TASK GOAL
Copy every one of the entries below line for line, leaving each word and number unchanged.

>> Start INPUT RECORDS

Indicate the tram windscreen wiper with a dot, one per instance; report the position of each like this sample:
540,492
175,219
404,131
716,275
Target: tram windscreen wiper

>> End INPUT RECORDS

FINISHED EXERCISE
Indicate the tram windscreen wiper with a dot, one per instance; report the position of each like this sample:
540,492
175,219
404,131
716,275
Target: tram windscreen wiper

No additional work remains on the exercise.